> [Work to complete] Each entry below should be given again exactly; the pictures stay out.
++++ Input records ++++
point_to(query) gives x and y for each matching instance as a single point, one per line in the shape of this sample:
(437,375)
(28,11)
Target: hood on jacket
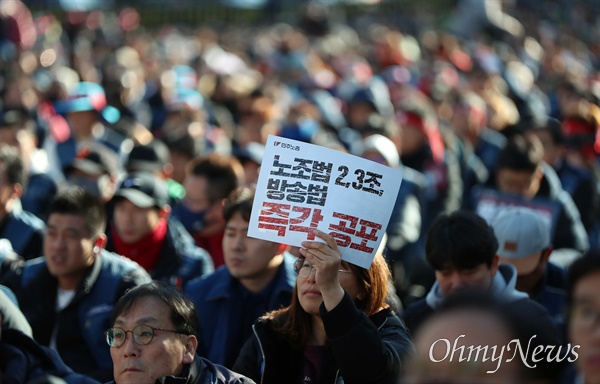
(502,287)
++++
> [Answer box]
point_to(query) gives x and y for each matching instance as a single point, one per line in the shape of this sample:
(437,375)
(28,11)
Target: hood on jacket
(502,287)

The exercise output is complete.